**EXERCISE DIRECTIONS:**
Each line below must be written out exactly as shown.

(Region pointing data)
▼

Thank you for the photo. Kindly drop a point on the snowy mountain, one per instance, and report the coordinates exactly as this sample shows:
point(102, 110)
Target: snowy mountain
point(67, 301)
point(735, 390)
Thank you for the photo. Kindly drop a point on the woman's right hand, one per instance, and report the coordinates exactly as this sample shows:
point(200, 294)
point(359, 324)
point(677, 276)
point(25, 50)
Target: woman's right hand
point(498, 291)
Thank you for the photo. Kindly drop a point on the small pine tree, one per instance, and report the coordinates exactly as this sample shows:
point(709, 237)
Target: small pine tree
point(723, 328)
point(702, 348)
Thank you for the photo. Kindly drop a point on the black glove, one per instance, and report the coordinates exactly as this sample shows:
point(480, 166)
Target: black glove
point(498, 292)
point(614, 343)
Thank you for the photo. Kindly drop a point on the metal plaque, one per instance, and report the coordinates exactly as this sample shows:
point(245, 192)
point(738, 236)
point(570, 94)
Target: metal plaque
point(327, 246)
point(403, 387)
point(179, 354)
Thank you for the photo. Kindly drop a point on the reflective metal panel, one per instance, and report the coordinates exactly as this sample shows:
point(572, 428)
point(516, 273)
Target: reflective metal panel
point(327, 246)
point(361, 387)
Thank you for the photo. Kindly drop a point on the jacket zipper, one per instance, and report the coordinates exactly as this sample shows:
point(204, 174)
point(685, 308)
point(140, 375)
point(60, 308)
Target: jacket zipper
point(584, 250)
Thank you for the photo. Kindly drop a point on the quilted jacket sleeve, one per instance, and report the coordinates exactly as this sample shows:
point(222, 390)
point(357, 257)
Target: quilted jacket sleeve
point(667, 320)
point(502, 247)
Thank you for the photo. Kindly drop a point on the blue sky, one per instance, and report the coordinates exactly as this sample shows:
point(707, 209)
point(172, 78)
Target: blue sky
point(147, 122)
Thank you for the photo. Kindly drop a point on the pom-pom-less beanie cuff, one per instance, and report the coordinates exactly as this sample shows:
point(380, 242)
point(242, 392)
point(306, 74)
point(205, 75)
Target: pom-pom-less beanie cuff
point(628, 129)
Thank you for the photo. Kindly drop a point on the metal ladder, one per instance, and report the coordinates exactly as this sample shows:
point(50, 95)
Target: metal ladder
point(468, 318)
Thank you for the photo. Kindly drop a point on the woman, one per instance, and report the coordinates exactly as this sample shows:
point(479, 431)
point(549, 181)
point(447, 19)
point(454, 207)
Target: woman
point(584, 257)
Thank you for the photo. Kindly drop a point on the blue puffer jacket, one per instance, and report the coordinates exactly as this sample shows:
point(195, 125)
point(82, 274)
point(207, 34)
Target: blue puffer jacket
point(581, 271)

▲

**SOLUTION:**
Thank you for the photo. Kindly drop a point on the snowy mountain, one per instance, and report the coordinates exactly as this sample shows:
point(102, 110)
Target: snowy mountain
point(67, 301)
point(735, 390)
Thank you for the photo. Kindly drop a point on the woman's right hand, one per instance, and report the coordinates exactly as this sample shows:
point(200, 294)
point(359, 324)
point(677, 276)
point(25, 50)
Target: woman's right hand
point(498, 291)
Thank you for the photo. Kindly drop a point on the small pine tree, one per instance, and report the coordinates exactly as this sample shows:
point(709, 237)
Target: small pine tree
point(723, 328)
point(702, 348)
Thank you for the photo. Kindly drop a point on the black glove, one per instance, and report the coordinates exactly as this sample shows:
point(480, 166)
Target: black glove
point(498, 292)
point(614, 343)
Thank you for the photo. Kindly drop a point on the metal plaque, one per instance, and report the coordinates exactly as this sample shows:
point(245, 192)
point(738, 236)
point(570, 94)
Target: metal plaque
point(327, 246)
point(403, 387)
point(179, 354)
Thank you for the photo. Kindly drop a point on the reflective metal panel, one per instance, and report the coordinates exactly as this sample shows:
point(572, 428)
point(516, 273)
Target: reflective metal panel
point(327, 246)
point(361, 387)
Thank you for the photo. Kindly drop a point on the jacket zipper, one per instance, and report the coordinates exactly as this sample shows:
point(204, 174)
point(685, 308)
point(140, 375)
point(60, 308)
Target: jacket zipper
point(584, 250)
Thank you for the photo. Kindly drop a point on the quilted jacket sleeve, one per instance, and report the coordinates exactly as this sample shows:
point(222, 390)
point(357, 257)
Target: quilted jacket sleeve
point(667, 320)
point(502, 247)
Thank you for the photo. Kindly drop a point on the blue sky, one per instance, and report the coordinates exactly as this sample shows:
point(707, 209)
point(172, 78)
Target: blue sky
point(147, 122)
Thank you for the photo. Kindly drop a point on the pom-pom-less beanie cuff, one per instance, and report the coordinates exactly as this sample shows:
point(380, 242)
point(242, 392)
point(306, 74)
point(205, 75)
Target: pom-pom-less beanie cuff
point(628, 129)
Thank you for the photo. Kindly drop a point on the metal ladder, one per instance, and report the coordinates exactly as this sample shows:
point(50, 95)
Target: metal ladder
point(468, 318)
Thank you for the photo. Kindly drop a point on the woman, one per instance, and report the coordinates exactly as this sample shows:
point(479, 431)
point(549, 181)
point(447, 19)
point(454, 207)
Target: woman
point(584, 257)
Thank you for the photo. Kindly drop a point on the blue puffer jacket, one per instance, and report the coordinates exactly as this sample shows:
point(195, 125)
point(82, 274)
point(207, 34)
Target: blue puffer jacket
point(581, 271)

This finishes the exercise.